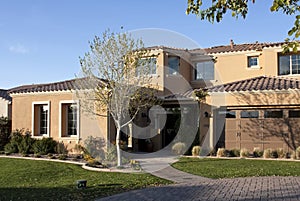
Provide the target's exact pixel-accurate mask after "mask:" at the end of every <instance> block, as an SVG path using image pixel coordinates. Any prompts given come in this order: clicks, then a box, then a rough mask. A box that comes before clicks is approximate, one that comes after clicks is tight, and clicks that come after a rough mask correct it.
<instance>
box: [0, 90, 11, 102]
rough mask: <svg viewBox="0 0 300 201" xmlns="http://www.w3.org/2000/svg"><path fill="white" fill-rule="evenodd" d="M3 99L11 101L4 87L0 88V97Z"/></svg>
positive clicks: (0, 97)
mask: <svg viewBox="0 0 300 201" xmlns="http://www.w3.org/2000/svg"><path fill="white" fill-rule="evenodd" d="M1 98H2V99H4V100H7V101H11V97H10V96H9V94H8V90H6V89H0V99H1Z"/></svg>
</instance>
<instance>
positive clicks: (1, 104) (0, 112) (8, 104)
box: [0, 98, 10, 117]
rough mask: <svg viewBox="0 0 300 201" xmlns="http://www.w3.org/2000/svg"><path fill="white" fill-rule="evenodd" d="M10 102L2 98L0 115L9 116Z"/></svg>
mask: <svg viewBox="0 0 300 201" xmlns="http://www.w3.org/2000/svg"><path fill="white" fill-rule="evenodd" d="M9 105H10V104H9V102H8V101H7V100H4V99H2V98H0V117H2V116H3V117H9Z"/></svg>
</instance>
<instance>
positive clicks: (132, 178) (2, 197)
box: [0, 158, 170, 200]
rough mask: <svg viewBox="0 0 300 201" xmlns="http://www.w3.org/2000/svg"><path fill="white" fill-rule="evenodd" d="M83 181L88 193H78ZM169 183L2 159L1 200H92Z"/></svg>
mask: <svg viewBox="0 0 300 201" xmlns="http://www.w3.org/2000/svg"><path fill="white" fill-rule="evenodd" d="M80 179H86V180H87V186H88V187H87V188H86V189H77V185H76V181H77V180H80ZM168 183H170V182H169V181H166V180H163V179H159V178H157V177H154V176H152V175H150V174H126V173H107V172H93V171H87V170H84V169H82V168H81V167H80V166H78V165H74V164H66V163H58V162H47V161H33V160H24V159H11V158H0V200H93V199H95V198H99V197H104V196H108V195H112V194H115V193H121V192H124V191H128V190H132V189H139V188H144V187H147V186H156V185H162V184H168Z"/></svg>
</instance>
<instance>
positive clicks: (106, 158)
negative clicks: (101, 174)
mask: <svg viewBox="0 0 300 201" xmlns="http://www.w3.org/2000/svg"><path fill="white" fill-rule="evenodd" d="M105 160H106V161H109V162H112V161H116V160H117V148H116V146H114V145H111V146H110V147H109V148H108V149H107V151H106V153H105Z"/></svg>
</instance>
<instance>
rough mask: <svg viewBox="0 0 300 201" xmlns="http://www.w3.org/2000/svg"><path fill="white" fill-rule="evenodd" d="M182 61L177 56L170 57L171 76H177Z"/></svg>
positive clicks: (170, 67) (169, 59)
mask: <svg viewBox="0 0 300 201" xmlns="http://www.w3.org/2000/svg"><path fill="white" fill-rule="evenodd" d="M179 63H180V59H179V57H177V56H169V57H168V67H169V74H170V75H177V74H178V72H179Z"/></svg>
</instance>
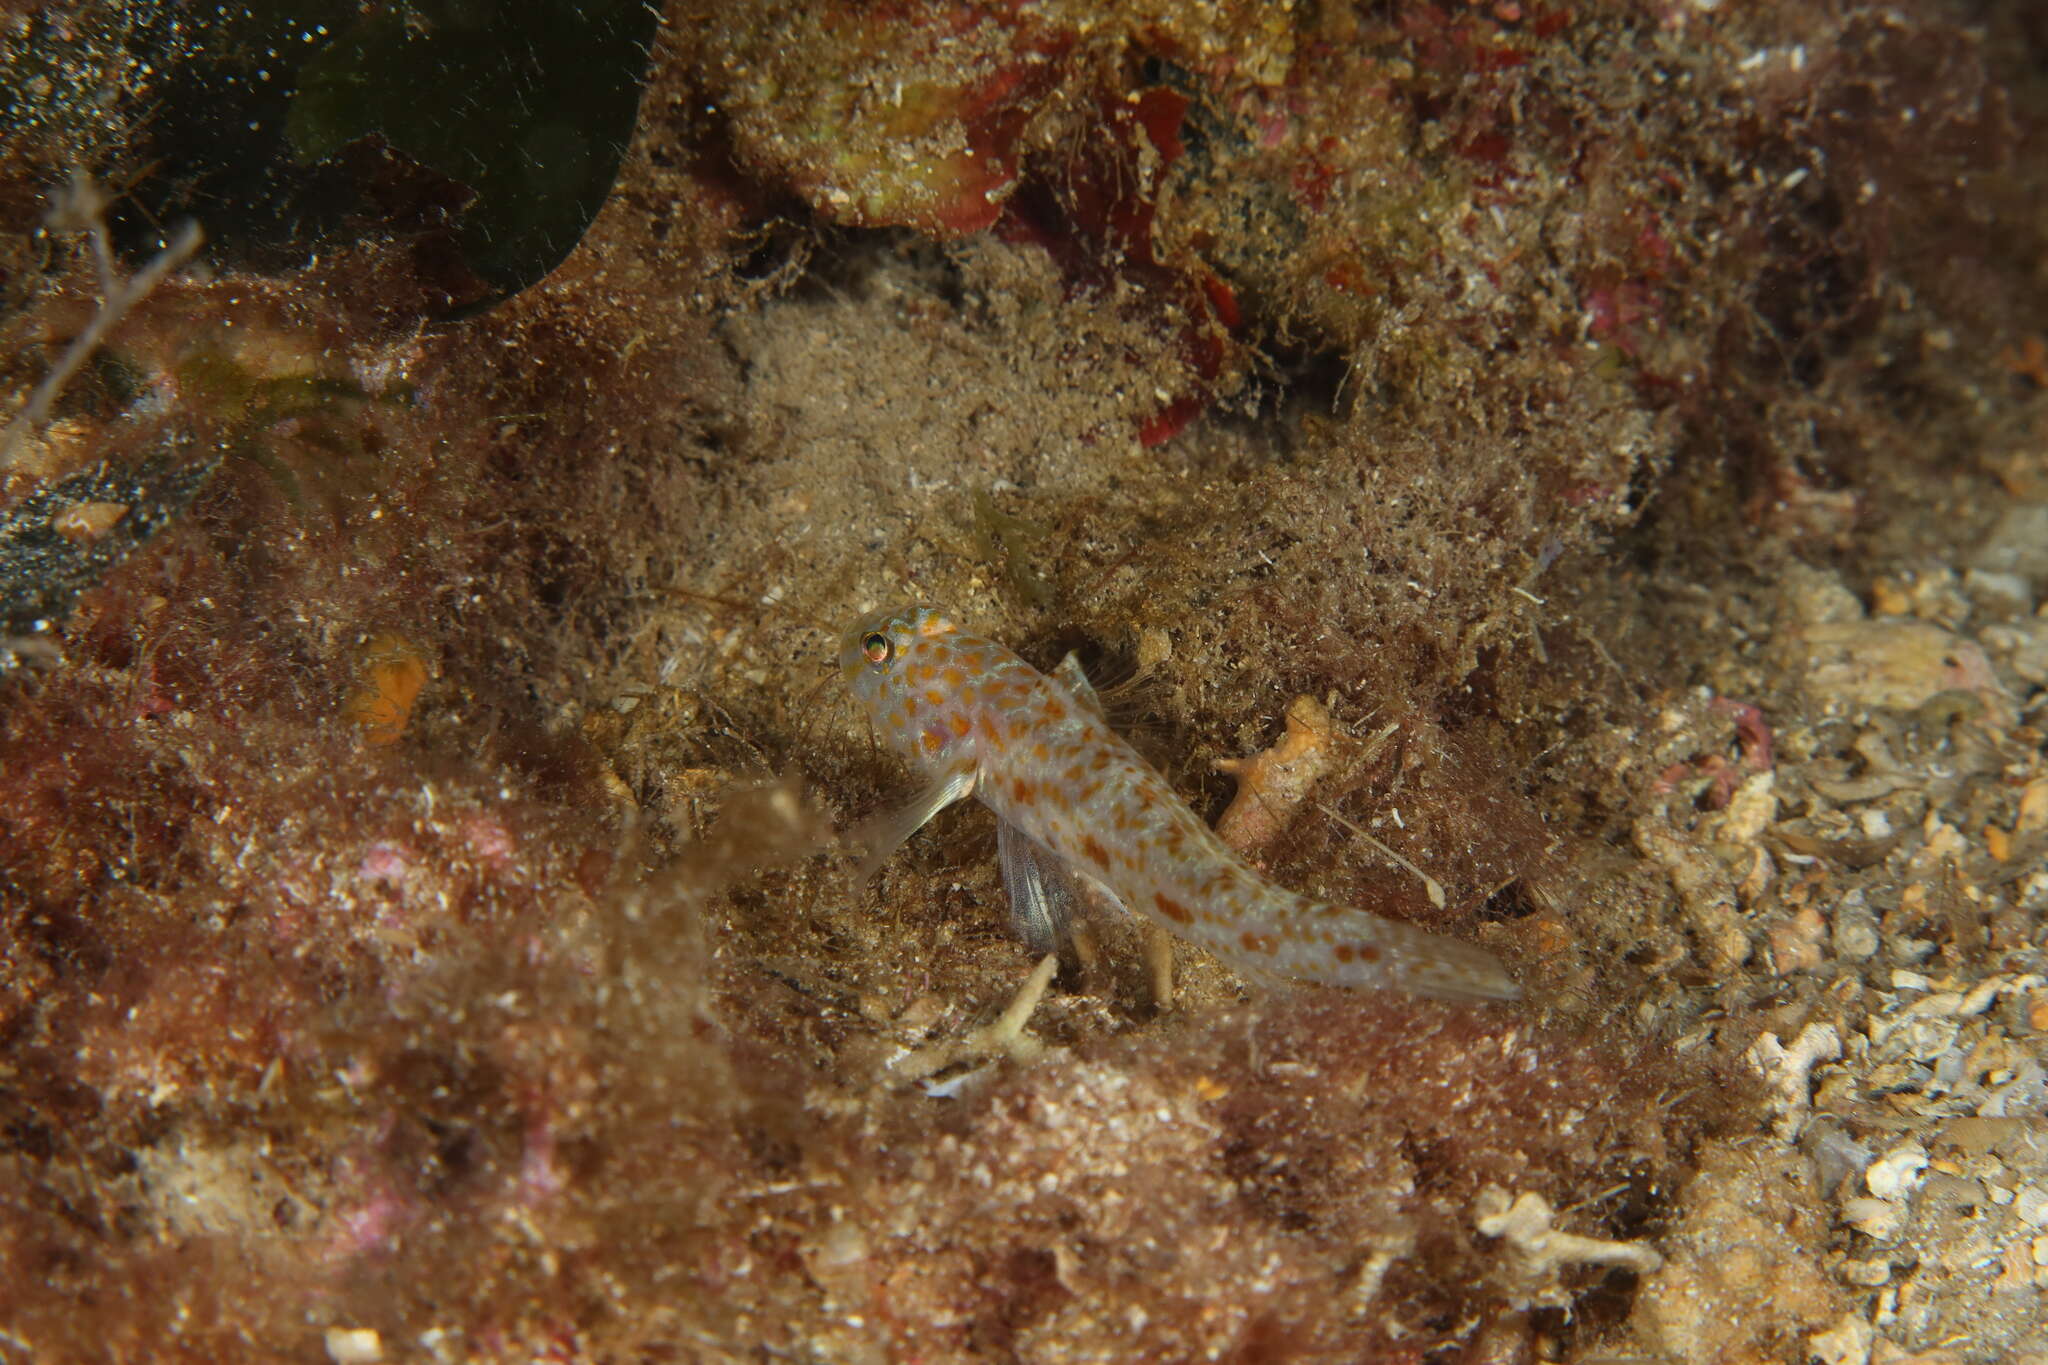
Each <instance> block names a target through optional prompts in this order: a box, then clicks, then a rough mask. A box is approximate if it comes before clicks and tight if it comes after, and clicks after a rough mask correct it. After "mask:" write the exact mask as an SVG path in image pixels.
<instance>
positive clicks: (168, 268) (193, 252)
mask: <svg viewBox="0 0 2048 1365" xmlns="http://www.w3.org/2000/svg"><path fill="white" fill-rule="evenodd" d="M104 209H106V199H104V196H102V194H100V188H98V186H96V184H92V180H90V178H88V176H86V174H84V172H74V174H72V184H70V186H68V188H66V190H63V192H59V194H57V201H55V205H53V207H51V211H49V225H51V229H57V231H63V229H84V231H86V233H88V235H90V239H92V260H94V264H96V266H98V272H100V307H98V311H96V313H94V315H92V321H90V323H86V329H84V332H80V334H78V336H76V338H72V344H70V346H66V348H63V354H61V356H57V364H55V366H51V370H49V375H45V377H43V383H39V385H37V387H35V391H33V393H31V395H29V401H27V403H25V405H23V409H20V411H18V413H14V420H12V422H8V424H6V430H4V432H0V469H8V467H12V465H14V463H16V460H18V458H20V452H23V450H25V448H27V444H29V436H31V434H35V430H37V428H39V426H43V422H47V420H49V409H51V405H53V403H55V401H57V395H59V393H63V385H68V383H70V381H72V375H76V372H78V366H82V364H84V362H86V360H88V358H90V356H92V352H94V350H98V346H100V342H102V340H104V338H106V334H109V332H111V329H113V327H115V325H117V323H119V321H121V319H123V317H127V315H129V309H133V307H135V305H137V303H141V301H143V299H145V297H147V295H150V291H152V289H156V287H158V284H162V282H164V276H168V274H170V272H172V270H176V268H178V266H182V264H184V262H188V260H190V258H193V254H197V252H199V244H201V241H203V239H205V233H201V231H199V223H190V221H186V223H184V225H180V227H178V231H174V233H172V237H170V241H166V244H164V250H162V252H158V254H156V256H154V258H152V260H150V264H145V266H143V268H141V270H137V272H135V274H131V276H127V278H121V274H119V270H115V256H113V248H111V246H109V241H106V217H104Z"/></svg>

◆ **What this task involves**: An exact, image-free transcript of the material is required.

◆ **Response to this exercise**:
Provide the target's exact pixel-accurate mask after "mask:" at the end of every <instance> block, as an SVG path using image pixel coordinates. Any prompts given come in this order: clicks, then a box, then a rough mask. A box that comes before clicks is approximate, one that comes after clicks is tight, and clicks that come after a rough mask correct it.
<instance>
box: [0, 90, 11, 102]
rough mask: <svg viewBox="0 0 300 201" xmlns="http://www.w3.org/2000/svg"><path fill="white" fill-rule="evenodd" d="M3 99L11 101L4 87L0 88V97Z"/></svg>
positive clicks: (0, 97)
mask: <svg viewBox="0 0 300 201" xmlns="http://www.w3.org/2000/svg"><path fill="white" fill-rule="evenodd" d="M1 98H2V99H4V100H7V101H11V97H10V96H9V94H8V90H6V89H0V99H1Z"/></svg>
</instance>
<instance>
positive clicks: (1, 104) (0, 112) (8, 104)
box: [0, 98, 10, 117]
rough mask: <svg viewBox="0 0 300 201" xmlns="http://www.w3.org/2000/svg"><path fill="white" fill-rule="evenodd" d="M10 102L2 98L0 115L9 116Z"/></svg>
mask: <svg viewBox="0 0 300 201" xmlns="http://www.w3.org/2000/svg"><path fill="white" fill-rule="evenodd" d="M9 105H10V104H9V102H8V101H7V100H4V99H2V98H0V117H2V116H3V117H9Z"/></svg>
</instance>
<instance>
positive clicks: (132, 178) (2, 197)
box: [0, 158, 170, 200]
rough mask: <svg viewBox="0 0 300 201" xmlns="http://www.w3.org/2000/svg"><path fill="white" fill-rule="evenodd" d="M83 181L88 193H78ZM169 183L2 159L1 200H92Z"/></svg>
mask: <svg viewBox="0 0 300 201" xmlns="http://www.w3.org/2000/svg"><path fill="white" fill-rule="evenodd" d="M80 179H86V180H87V186H88V187H87V188H86V189H77V185H76V181H77V180H80ZM168 183H170V182H169V181H166V180H163V179H159V178H157V177H154V176H152V175H150V174H126V173H107V172H93V171H87V170H84V169H82V168H81V167H80V166H78V165H74V164H66V163H58V162H47V161H33V160H24V159H11V158H0V200H93V199H95V198H99V197H104V196H108V195H112V194H115V193H121V192H124V191H128V190H132V189H139V188H144V187H147V186H156V185H162V184H168Z"/></svg>
</instance>
<instance>
positive clicks: (106, 158)
negative clicks: (101, 174)
mask: <svg viewBox="0 0 300 201" xmlns="http://www.w3.org/2000/svg"><path fill="white" fill-rule="evenodd" d="M105 160H106V161H109V162H112V161H116V160H117V148H116V146H114V145H111V146H110V147H109V148H108V149H107V151H106V153H105Z"/></svg>
</instance>
<instance>
rough mask: <svg viewBox="0 0 300 201" xmlns="http://www.w3.org/2000/svg"><path fill="white" fill-rule="evenodd" d="M182 61L177 56L170 57L171 76H177Z"/></svg>
positive clicks: (170, 67) (169, 59)
mask: <svg viewBox="0 0 300 201" xmlns="http://www.w3.org/2000/svg"><path fill="white" fill-rule="evenodd" d="M179 63H180V59H179V57H177V56H169V57H168V67H169V74H170V75H177V74H178V72H179Z"/></svg>
</instance>
Each <instance> block names a target through optional prompts in this order: a box, then clicks, then a rough mask. A box is approximate if it comes before clicks and tight if it comes after, and clicks after a rough mask correct it. After "mask:" write the exact mask as an SVG path in image pixels.
<instance>
positive clicks: (168, 268) (193, 252)
mask: <svg viewBox="0 0 2048 1365" xmlns="http://www.w3.org/2000/svg"><path fill="white" fill-rule="evenodd" d="M104 209H106V199H104V196H102V194H100V188H98V186H96V184H92V180H90V178H88V176H86V174H84V172H74V174H72V184H70V186H68V188H66V190H63V192H59V194H57V201H55V205H53V207H51V211H49V225H51V229H57V231H63V229H84V231H86V233H88V235H90V239H92V260H94V264H96V266H98V272H100V307H98V311H96V313H94V315H92V321H90V323H86V329H84V332H80V334H78V336H76V338H72V344H70V346H66V348H63V354H61V356H57V364H55V366H51V370H49V375H45V377H43V383H39V385H37V387H35V391H33V393H31V395H29V401H27V403H25V405H23V409H20V411H18V413H14V420H12V422H8V424H6V430H4V432H0V469H8V467H12V465H14V463H16V460H18V458H20V452H23V450H25V448H27V444H29V436H31V434H35V430H37V428H39V426H43V422H47V420H49V409H51V405H53V403H55V401H57V395H59V393H63V385H68V383H70V381H72V375H76V372H78V366H82V364H84V362H86V360H88V358H90V356H92V352H94V350H98V346H100V342H102V340H104V338H106V334H109V332H111V329H113V327H115V325H117V323H119V321H121V319H123V317H127V315H129V309H133V307H135V305H137V303H141V301H143V299H145V297H147V295H150V291H152V289H156V287H158V284H162V282H164V276H168V274H170V272H172V270H176V268H178V266H182V264H184V262H188V260H190V258H193V254H197V252H199V244H201V241H203V239H205V233H201V231H199V223H190V221H186V223H184V225H180V227H178V231H174V233H172V237H170V241H166V244H164V250H162V252H158V254H156V256H154V258H152V260H150V264H145V266H143V268H141V270H137V272H135V274H131V276H127V278H121V274H119V270H115V256H113V248H111V246H109V241H106V217H104Z"/></svg>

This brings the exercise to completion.